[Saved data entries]
◇ ◇ ◇ ◇
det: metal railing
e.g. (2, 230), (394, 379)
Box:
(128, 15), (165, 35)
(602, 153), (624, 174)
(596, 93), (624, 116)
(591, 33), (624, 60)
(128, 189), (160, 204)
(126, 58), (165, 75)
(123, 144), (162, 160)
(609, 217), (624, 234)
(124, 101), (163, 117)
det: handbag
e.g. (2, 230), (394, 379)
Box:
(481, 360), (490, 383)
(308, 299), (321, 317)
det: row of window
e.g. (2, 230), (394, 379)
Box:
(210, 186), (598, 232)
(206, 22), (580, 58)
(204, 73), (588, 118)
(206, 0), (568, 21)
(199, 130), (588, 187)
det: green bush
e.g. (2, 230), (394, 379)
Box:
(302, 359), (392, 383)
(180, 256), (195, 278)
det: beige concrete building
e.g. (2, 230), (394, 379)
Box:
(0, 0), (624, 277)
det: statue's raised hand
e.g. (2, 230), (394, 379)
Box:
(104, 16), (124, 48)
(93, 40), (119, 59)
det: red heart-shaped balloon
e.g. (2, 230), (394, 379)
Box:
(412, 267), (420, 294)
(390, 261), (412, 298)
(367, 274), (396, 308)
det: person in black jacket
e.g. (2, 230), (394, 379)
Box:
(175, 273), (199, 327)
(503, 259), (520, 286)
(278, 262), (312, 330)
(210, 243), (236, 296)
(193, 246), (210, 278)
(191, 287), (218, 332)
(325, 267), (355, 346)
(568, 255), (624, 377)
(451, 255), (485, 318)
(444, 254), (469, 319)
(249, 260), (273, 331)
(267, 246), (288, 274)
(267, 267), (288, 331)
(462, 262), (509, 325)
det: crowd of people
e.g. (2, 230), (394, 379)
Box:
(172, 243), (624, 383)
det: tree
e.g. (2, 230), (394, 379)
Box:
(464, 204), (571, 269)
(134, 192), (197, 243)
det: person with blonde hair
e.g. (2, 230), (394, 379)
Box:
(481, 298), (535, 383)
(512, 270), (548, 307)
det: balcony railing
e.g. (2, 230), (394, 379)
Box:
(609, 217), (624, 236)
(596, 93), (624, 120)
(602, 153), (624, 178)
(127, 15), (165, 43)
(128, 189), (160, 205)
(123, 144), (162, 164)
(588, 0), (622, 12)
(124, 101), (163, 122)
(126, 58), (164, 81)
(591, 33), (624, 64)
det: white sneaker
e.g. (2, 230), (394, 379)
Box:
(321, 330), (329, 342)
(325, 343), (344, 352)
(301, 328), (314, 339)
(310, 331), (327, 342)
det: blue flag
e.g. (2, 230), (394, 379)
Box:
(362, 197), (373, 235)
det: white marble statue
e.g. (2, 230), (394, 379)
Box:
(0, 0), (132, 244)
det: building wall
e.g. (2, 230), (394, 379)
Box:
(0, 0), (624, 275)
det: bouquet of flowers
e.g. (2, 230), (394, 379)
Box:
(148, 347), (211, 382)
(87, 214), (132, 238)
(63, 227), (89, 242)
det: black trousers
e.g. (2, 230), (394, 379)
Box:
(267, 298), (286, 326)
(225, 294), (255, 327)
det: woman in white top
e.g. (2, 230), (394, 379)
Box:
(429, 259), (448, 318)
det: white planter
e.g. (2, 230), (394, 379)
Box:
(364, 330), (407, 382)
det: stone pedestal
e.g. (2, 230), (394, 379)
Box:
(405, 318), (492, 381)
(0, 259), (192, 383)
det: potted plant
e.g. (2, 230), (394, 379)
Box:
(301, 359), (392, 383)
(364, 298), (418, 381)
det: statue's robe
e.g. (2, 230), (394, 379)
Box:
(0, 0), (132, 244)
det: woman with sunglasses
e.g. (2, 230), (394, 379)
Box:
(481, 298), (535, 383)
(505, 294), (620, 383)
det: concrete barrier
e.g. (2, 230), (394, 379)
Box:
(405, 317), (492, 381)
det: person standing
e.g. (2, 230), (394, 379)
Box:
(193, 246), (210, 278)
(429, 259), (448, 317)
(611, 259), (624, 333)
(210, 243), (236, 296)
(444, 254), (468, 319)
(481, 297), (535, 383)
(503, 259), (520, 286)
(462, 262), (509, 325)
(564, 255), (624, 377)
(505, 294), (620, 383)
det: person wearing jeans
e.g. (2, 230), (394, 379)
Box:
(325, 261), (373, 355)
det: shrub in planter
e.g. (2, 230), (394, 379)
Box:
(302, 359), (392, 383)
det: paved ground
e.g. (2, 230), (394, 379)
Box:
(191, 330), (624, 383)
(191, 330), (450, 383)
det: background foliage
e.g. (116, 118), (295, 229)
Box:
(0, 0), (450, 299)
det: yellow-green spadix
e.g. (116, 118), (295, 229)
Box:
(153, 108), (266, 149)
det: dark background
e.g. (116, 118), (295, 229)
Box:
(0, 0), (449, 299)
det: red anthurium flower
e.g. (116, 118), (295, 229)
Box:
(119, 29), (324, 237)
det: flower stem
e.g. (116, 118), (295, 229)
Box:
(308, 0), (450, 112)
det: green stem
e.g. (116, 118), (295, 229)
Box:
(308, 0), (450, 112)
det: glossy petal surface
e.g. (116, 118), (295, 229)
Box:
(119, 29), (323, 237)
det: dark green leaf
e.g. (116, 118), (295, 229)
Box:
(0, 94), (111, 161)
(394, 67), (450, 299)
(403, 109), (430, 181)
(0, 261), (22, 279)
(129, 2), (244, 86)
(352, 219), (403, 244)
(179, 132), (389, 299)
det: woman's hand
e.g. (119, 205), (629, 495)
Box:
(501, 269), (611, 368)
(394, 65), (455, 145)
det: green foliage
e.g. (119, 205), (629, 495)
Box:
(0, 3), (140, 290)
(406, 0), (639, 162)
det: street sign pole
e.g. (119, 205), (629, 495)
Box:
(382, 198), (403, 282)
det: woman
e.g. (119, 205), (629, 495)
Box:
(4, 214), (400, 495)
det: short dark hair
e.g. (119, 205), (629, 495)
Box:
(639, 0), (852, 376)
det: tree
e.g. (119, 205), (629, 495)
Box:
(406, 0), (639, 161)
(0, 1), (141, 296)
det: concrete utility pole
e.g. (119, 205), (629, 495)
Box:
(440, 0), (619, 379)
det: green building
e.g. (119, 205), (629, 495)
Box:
◇ ◇ ◇ ◇
▶ To be done:
Could you rewrite all of the records above, changing every "Box" to "Boxes" and keeping everything else the same?

▶ Full answer:
det: metal railing
e.g. (2, 230), (394, 379)
Boxes:
(128, 15), (165, 35)
(602, 153), (624, 174)
(596, 93), (624, 116)
(591, 33), (624, 60)
(128, 189), (160, 204)
(126, 58), (165, 75)
(123, 144), (162, 160)
(609, 217), (624, 234)
(124, 101), (163, 117)
det: handbag
e.g. (2, 230), (394, 379)
Boxes:
(481, 360), (490, 383)
(308, 299), (321, 317)
det: row of window
e.g. (2, 230), (394, 379)
Boxes:
(210, 186), (598, 232)
(206, 22), (580, 58)
(204, 73), (588, 118)
(206, 0), (568, 21)
(199, 130), (588, 187)
det: green bush
e.g. (2, 230), (394, 379)
Boxes:
(302, 359), (392, 383)
(180, 256), (195, 278)
det: beige concrete building
e.g. (2, 230), (394, 379)
Boxes:
(0, 0), (624, 277)
det: statue's raised hand
e.g. (2, 230), (394, 379)
Boxes:
(104, 16), (124, 48)
(93, 40), (119, 59)
det: red heart-shaped balloon
e.g. (2, 230), (394, 379)
Boxes:
(412, 267), (420, 294)
(390, 261), (412, 298)
(367, 274), (396, 308)
det: person in black jacket
e.g. (2, 230), (394, 379)
Boxes:
(175, 273), (199, 327)
(503, 259), (520, 286)
(278, 262), (312, 330)
(210, 243), (236, 296)
(193, 246), (210, 278)
(191, 287), (218, 332)
(325, 267), (355, 346)
(568, 255), (624, 377)
(451, 255), (485, 318)
(444, 254), (469, 319)
(249, 260), (273, 331)
(267, 246), (288, 274)
(267, 267), (288, 331)
(462, 262), (509, 325)
det: crowd of people
e.g. (2, 230), (394, 379)
Boxes:
(172, 243), (624, 383)
det: tree
e.g. (2, 230), (394, 379)
Boxes:
(464, 204), (571, 269)
(134, 192), (197, 243)
det: person with blonde hair
e.g. (2, 230), (394, 379)
Boxes:
(481, 298), (535, 383)
(512, 270), (548, 307)
det: balcony railing
e.g. (2, 230), (394, 379)
Boxes:
(609, 217), (624, 236)
(596, 93), (624, 120)
(602, 153), (624, 178)
(127, 15), (165, 43)
(128, 189), (160, 205)
(123, 144), (162, 164)
(588, 0), (622, 12)
(124, 101), (163, 122)
(126, 58), (164, 81)
(591, 33), (624, 64)
det: white sneaker
e.g. (2, 230), (394, 379)
Boxes:
(321, 330), (329, 342)
(325, 343), (344, 352)
(301, 328), (314, 339)
(310, 331), (327, 342)
det: blue flag
e.g. (2, 230), (394, 379)
Boxes:
(362, 197), (373, 235)
det: white marble statue
e.g. (2, 230), (394, 379)
Boxes:
(0, 0), (132, 244)
det: building wall
e.g. (2, 230), (394, 379)
Boxes:
(0, 0), (624, 275)
det: bouquet of flowers
e.g. (2, 230), (394, 379)
Boxes:
(148, 347), (211, 382)
(87, 214), (132, 238)
(63, 227), (89, 242)
det: black trousers
e.g. (2, 230), (394, 379)
Boxes:
(267, 298), (286, 326)
(225, 294), (255, 327)
det: woman in white top
e.g. (2, 230), (394, 379)
Boxes:
(429, 259), (448, 318)
det: white planter
e.g. (2, 230), (394, 379)
Boxes:
(364, 330), (407, 382)
det: stone pedestal
e.g. (2, 230), (394, 379)
Boxes:
(405, 318), (492, 381)
(0, 259), (192, 383)
det: potted plant
e.g. (2, 230), (394, 379)
Boxes:
(301, 359), (392, 383)
(364, 298), (418, 381)
det: statue's robe
e.g. (2, 230), (394, 379)
Boxes:
(0, 0), (132, 244)
det: woman with sunglasses
e.g. (2, 230), (394, 379)
Boxes:
(481, 298), (535, 383)
(505, 294), (620, 383)
det: concrete barrier
e.g. (2, 230), (394, 379)
Boxes:
(405, 317), (492, 381)
det: person standing
e.g. (2, 230), (394, 379)
Boxes:
(193, 246), (210, 278)
(429, 259), (448, 317)
(611, 259), (624, 333)
(210, 243), (236, 296)
(444, 254), (468, 319)
(481, 297), (535, 383)
(503, 259), (520, 286)
(462, 262), (509, 325)
(564, 255), (624, 377)
(505, 294), (620, 383)
det: person wearing jeans
e.g. (2, 230), (394, 379)
Boxes:
(325, 261), (373, 355)
det: shrub in planter
e.g. (2, 230), (394, 379)
Boxes:
(302, 359), (392, 383)
det: paved ground
e.g. (2, 230), (394, 379)
Boxes:
(191, 330), (624, 383)
(191, 330), (450, 383)
det: background foliage
e.g. (116, 118), (295, 229)
Boxes:
(0, 0), (450, 299)
det: yellow-green spadix
e.g. (116, 118), (295, 229)
Boxes:
(153, 108), (266, 149)
det: dark background
e.g. (116, 118), (295, 229)
Boxes:
(0, 0), (449, 299)
det: red anthurium flower
e.g. (116, 118), (295, 229)
Boxes:
(119, 29), (324, 237)
det: flower stem
e.g. (116, 118), (295, 229)
Boxes:
(308, 0), (450, 112)
det: green stem
e.g. (116, 118), (295, 229)
Boxes:
(308, 0), (450, 112)
det: glossy petal surface
e.g. (116, 118), (295, 229)
Boxes:
(119, 29), (323, 237)
det: dark green leaf
e.g. (116, 118), (295, 229)
Boxes:
(0, 94), (111, 161)
(394, 67), (450, 299)
(403, 109), (430, 181)
(0, 261), (22, 279)
(129, 2), (244, 86)
(352, 219), (403, 244)
(179, 132), (389, 299)
det: woman's hand
e.g. (119, 205), (629, 495)
Boxes:
(501, 269), (611, 368)
(394, 65), (455, 145)
det: green foliage
e.g. (119, 205), (629, 495)
Boxes:
(0, 3), (140, 290)
(406, 0), (639, 162)
det: street sign pole
e.g. (119, 205), (629, 495)
Boxes:
(382, 198), (403, 282)
det: woman
e.g. (119, 205), (629, 495)
Boxes:
(4, 214), (400, 495)
det: short dark hair
e.g. (119, 205), (629, 495)
Boxes:
(639, 0), (852, 376)
det: tree
e.g. (119, 205), (629, 495)
Boxes:
(406, 0), (639, 161)
(0, 1), (141, 296)
det: concrete utility pole
e.g. (119, 205), (629, 495)
Boxes:
(440, 0), (619, 379)
det: green building
e.g. (119, 205), (629, 495)
Boxes:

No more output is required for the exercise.